> Region pointing data:

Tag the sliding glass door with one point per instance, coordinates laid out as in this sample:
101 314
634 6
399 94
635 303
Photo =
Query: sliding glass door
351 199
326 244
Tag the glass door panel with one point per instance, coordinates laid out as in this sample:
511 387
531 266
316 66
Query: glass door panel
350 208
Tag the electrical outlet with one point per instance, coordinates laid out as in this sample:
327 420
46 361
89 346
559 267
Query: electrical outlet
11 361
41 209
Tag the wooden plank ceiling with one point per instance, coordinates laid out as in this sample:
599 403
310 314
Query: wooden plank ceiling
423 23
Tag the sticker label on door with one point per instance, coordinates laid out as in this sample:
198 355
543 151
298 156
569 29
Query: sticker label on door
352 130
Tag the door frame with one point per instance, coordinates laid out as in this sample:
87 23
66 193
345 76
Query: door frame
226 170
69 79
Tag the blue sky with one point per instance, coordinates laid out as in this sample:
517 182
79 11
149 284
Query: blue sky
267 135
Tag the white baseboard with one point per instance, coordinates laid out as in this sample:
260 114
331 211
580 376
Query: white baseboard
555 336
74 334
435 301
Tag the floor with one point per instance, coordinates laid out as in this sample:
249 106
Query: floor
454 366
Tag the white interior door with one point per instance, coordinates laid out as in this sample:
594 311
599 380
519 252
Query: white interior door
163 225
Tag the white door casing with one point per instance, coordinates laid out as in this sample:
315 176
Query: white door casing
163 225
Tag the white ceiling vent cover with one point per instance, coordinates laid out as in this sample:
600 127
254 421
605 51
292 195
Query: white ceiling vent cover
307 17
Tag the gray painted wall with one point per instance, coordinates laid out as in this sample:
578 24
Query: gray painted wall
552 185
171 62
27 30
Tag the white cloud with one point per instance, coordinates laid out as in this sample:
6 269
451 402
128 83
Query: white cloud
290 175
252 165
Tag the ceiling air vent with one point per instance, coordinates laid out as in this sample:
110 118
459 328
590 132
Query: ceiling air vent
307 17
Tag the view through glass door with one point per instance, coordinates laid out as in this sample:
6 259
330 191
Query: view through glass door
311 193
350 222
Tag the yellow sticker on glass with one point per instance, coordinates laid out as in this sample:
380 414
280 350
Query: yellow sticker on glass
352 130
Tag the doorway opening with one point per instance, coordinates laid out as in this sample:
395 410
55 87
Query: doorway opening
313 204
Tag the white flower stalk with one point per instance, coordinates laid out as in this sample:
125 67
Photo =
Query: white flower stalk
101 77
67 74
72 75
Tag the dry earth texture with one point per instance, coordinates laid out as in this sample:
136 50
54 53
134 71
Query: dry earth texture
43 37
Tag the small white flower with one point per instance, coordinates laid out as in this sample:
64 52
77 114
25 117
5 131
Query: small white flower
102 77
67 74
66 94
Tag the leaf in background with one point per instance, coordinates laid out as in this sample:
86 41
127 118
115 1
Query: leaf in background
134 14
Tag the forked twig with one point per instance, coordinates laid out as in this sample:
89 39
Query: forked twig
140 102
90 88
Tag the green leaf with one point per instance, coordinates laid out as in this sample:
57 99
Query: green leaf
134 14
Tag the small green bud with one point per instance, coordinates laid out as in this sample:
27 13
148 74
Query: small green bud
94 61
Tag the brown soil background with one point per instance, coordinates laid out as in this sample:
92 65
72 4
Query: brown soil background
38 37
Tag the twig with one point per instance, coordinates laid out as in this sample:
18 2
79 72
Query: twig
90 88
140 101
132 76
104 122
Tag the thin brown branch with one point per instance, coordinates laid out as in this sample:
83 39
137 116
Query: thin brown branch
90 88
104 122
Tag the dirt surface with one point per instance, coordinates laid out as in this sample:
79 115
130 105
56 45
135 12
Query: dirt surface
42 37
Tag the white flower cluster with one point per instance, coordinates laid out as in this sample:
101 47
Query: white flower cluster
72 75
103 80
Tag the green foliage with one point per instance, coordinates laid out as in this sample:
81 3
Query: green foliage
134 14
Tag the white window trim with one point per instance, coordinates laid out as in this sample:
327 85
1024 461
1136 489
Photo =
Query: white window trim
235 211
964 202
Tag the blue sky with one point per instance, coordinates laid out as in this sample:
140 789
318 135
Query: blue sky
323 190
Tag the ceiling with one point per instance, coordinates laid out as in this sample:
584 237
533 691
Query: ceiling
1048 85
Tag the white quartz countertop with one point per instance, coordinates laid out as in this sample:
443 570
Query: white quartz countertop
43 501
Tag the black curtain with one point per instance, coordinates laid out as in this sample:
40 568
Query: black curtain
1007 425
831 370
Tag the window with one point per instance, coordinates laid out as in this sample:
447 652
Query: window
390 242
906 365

> WORK ITEM:
Set out every record in full, exactly as given.

> EXERCISE RESPONSE:
Tag the sliding glass door with one point per instance, coordinates laid out as in this sample:
101 314
634 6
399 94
635 303
Photo =
Query: sliding glass door
351 199
326 244
Tag the glass door panel with one point per instance, coordinates laid out as in this sample:
511 387
531 266
316 66
Query: glass door panel
350 208
Tag the electrical outlet with one point per instance, coordinates laid out as in this sample:
327 420
46 361
89 346
559 267
Query: electrical outlet
11 361
41 209
Tag the wooden plank ceiling with one point per instance, coordinates laid out as in this sample:
599 403
310 314
Query: wooden plank ceiling
423 23
Tag the sticker label on door with one point per instance, coordinates laid out as in this sample:
198 355
543 151
298 156
569 29
Query: sticker label on door
352 130
Tag the door frame with one point per instance, coordinates laid out as in this sample:
87 23
66 193
345 76
Query: door frame
226 170
69 79
Tag the blue sky with one point per instance, coordinates laid out as in this sample:
517 182
79 11
149 284
Query: blue sky
267 135
Tag the white baseboard with one point per instance, coordinates laid out as in this sample:
260 114
331 211
580 376
Query: white baseboard
555 336
74 334
435 301
Tag the floor with one point per instance, coordinates laid out as in this sample:
249 106
Query: floor
454 366
Tag the white interior door with one point per instance, coordinates laid out as in this sample:
594 311
599 380
519 252
Query: white interior door
163 225
Tag the white door casing with one point per instance, coordinates laid out as in this sample:
315 176
Query: white door casing
163 225
Tag the white ceiling vent cover with one point per instance, coordinates laid out as in this sample:
600 127
254 421
605 51
292 195
Query: white ceiling vent cover
307 17
Tag the gray painted wall with one point per instance, coordinates laid out as in this sample:
578 24
Query: gray painted wall
552 185
171 62
27 30
Tag the white cloud with one point per instance, coordinates laid out as in this sample:
6 269
451 402
128 83
Query: white cloud
290 175
252 165
Tag the ceiling air vent with one point per instance, coordinates laid out as in this sample:
110 118
459 328
590 132
Query: ceiling air vent
307 17
Tag the view through glass door with one point per instance, coordinates laid out as in this sample:
6 259
330 191
Query: view through glass door
311 193
350 222
Tag the yellow sticker on glass with one point per instance, coordinates laid out as in this sample:
380 414
280 350
Query: yellow sticker on glass
352 130
Tag the doorway opening with one point per instance, coordinates laid out as in this sample:
395 410
55 87
Query: doorway opening
313 204
Tag the white flower stalk with one point per instance, coordinates laid out as in this sample:
125 67
Photo =
Query: white flower stalk
101 77
67 74
72 75
Tag the dry earth texture with one point per instance, coordinates laid out as in this sample:
136 50
54 53
134 71
Query: dry earth texture
43 37
Tag the small white flower with one point per instance, coordinates laid out as in this sample:
64 52
77 114
25 117
5 131
Query: small white flower
102 77
67 74
66 94
Tag the leaf in background with one point per instance, coordinates laid out as in this sample:
86 41
127 118
115 1
Query: leaf in background
134 14
Tag the forked twig with one point per instance, coordinates laid out as in this sample:
89 39
Query: forked twig
140 102
90 88
Tag the green leaf with one point per instance, coordinates laid out as in this sample:
57 99
Query: green leaf
134 14
Tag the small green bud with one point per instance, coordinates laid out as in this sample:
27 13
148 74
Query: small green bud
94 61
Tag the brown soil background with one point per instance, coordinates laid out as in this sample:
92 65
72 4
Query: brown soil background
38 37
Tag the twig with one point per instance, coordinates laid out as in this sample:
18 2
79 72
Query: twig
90 88
140 101
132 76
104 122
Tag the thin brown branch with one point per instance, coordinates laid out as in this sample:
83 39
137 116
Query: thin brown branch
90 88
104 122
Tag the dirt surface with one point per instance, coordinates laid out as in this sample:
79 115
130 105
56 45
135 12
Query: dirt surface
42 37
Tag the white flower cluster with one point per instance, coordinates laid out as in this sample:
101 47
Query: white flower cluster
72 75
103 80
Tag the green foliage with one point per instance, coordinates laid out as in this sample:
81 3
Query: green foliage
134 14
Tag the white window trim with one point per instance, coordinates laid out as in this sample:
327 85
1024 461
1136 489
Photo =
Query: white window trim
235 211
964 202
Tag the blue sky with one point per instance, coordinates laid out as in this sample:
140 789
318 135
Query: blue sky
323 190
Tag the ceiling with one point per instance, coordinates laid out as in this sample:
584 237
533 691
Query: ceiling
1048 85
Tag the white quartz countertop with one point per instance, coordinates laid out as in this sample:
443 570
Query: white quartz countertop
43 501
Tag the black curtain with one point per instance, coordinates laid out as in this sample:
40 568
Query: black curtain
1007 425
831 370
Tag the window with one point per instance, coordinates laid out as in this sample:
447 652
Query: window
390 242
906 365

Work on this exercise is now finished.